:: The input ::
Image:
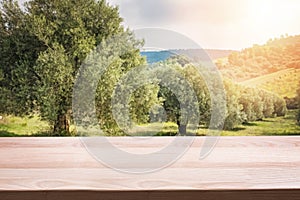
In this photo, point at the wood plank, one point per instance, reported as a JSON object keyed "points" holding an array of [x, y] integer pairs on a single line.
{"points": [[61, 168]]}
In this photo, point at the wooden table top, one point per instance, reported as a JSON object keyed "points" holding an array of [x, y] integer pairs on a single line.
{"points": [[254, 167]]}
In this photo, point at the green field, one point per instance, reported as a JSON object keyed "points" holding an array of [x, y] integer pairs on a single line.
{"points": [[285, 82], [11, 126], [15, 126]]}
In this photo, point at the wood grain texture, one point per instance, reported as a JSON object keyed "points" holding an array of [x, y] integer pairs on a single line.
{"points": [[238, 168]]}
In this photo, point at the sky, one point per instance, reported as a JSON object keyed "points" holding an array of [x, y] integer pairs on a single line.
{"points": [[215, 24]]}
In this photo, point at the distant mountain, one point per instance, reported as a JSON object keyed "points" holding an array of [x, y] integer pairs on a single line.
{"points": [[274, 66], [194, 54], [259, 60]]}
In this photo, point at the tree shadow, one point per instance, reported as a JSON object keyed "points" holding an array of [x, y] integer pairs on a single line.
{"points": [[249, 124], [8, 134], [238, 129]]}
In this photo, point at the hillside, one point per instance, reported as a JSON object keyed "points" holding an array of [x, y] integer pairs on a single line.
{"points": [[195, 54], [260, 60], [284, 82]]}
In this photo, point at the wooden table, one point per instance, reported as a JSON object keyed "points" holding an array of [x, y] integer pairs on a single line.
{"points": [[238, 168]]}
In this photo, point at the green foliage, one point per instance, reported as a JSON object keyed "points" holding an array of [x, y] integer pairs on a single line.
{"points": [[42, 48]]}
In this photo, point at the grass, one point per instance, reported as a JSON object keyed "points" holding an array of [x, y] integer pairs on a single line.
{"points": [[281, 126], [285, 82], [11, 126]]}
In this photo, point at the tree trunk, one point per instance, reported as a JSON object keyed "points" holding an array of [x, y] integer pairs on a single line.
{"points": [[62, 125]]}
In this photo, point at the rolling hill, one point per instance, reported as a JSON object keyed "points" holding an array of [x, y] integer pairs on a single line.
{"points": [[195, 54]]}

:: Instructions for the task ::
Exactly as written, give the line containing "In this photo, point at the green foliage, one" and all remaining lines of the records.

:: Expected answer ::
In this photo, point at the green foliage, one point per instance, reported as a JSON object keyed "points" holding an array of [x, y] integer pairs on a single line.
{"points": [[42, 48]]}
In this photo, point at the grass, one point per instance, reported as a JSON object keyed "points" holding an array of [x, y] integer pairs on a single line.
{"points": [[281, 126], [285, 82], [11, 126]]}
In this photo, point at the tree trunk, one point per instance, reported as a JSON object keyed "points" holding an array of [x, y] integer pairs on a single line.
{"points": [[62, 125]]}
In this photo, point at the rolling hill, one point per instance, reported as a JSON object keyed "points" holding an array of [x, y] integer pairs on a single line.
{"points": [[195, 54]]}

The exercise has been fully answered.